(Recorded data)

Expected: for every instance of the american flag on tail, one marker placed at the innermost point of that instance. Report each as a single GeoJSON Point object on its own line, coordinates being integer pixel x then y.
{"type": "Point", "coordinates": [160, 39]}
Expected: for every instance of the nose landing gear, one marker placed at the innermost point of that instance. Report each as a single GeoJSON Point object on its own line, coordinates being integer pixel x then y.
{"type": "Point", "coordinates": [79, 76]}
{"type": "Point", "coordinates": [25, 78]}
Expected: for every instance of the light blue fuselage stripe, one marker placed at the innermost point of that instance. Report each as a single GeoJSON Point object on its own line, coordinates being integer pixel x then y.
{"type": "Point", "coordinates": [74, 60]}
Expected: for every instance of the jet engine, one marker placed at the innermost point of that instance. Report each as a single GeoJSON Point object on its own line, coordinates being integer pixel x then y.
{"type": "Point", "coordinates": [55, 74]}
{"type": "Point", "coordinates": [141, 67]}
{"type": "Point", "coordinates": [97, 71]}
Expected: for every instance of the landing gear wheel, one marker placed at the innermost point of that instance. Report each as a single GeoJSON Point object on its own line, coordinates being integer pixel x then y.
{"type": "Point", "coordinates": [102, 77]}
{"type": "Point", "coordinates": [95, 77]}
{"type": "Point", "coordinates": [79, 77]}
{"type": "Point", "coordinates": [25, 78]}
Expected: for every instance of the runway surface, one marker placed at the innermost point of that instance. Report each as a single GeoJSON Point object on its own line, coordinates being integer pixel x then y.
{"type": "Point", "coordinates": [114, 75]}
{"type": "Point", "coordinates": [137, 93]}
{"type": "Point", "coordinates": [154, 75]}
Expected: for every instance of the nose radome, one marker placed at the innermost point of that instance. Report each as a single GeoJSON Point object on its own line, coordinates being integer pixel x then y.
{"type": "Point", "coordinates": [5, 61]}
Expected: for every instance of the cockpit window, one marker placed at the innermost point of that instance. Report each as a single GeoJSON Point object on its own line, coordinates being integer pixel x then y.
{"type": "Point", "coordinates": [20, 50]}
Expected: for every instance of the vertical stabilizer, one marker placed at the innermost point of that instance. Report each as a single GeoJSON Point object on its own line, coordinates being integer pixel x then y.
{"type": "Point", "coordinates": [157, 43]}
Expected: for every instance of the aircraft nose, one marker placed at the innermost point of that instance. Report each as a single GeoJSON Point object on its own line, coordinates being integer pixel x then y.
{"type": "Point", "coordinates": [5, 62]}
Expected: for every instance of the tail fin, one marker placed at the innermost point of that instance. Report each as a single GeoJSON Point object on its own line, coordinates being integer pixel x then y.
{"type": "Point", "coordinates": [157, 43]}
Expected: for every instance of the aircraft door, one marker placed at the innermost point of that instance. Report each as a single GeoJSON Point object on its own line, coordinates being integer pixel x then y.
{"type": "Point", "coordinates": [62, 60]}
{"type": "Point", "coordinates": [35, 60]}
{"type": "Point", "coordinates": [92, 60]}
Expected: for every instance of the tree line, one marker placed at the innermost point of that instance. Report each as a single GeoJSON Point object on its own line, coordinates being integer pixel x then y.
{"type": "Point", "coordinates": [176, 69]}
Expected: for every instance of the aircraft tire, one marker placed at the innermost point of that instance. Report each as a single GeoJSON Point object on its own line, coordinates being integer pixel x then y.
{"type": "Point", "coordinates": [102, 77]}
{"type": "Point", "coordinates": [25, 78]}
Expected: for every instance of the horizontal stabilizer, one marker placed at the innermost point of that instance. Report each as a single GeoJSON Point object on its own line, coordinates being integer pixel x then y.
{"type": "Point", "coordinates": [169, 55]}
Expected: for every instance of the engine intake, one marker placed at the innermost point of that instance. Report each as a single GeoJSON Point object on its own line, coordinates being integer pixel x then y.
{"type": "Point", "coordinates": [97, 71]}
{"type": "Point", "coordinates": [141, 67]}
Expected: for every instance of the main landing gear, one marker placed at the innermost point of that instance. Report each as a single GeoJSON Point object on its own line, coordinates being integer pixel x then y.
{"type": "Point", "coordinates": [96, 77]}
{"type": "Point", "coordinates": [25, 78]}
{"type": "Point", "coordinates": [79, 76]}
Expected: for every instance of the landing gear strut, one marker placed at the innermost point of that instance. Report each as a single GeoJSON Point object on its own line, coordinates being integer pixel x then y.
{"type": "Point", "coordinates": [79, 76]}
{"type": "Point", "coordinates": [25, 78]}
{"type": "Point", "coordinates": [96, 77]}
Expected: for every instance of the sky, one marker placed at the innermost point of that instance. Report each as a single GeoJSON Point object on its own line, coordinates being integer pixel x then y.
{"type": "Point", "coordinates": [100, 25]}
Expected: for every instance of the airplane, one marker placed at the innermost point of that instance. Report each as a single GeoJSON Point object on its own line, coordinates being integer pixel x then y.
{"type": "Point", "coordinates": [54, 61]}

__Try it__. Transcribe exactly, and only, the lines from the one bearing "Expected: for every instance of the airplane, one" through the last line of the entries, counting both.

__Expected answer__.
Expected: for every instance of the airplane, one marker placed at the innermost point of that instance. Report each as a single GeoJSON Point object on its own line, coordinates being integer pixel x then y.
{"type": "Point", "coordinates": [54, 61]}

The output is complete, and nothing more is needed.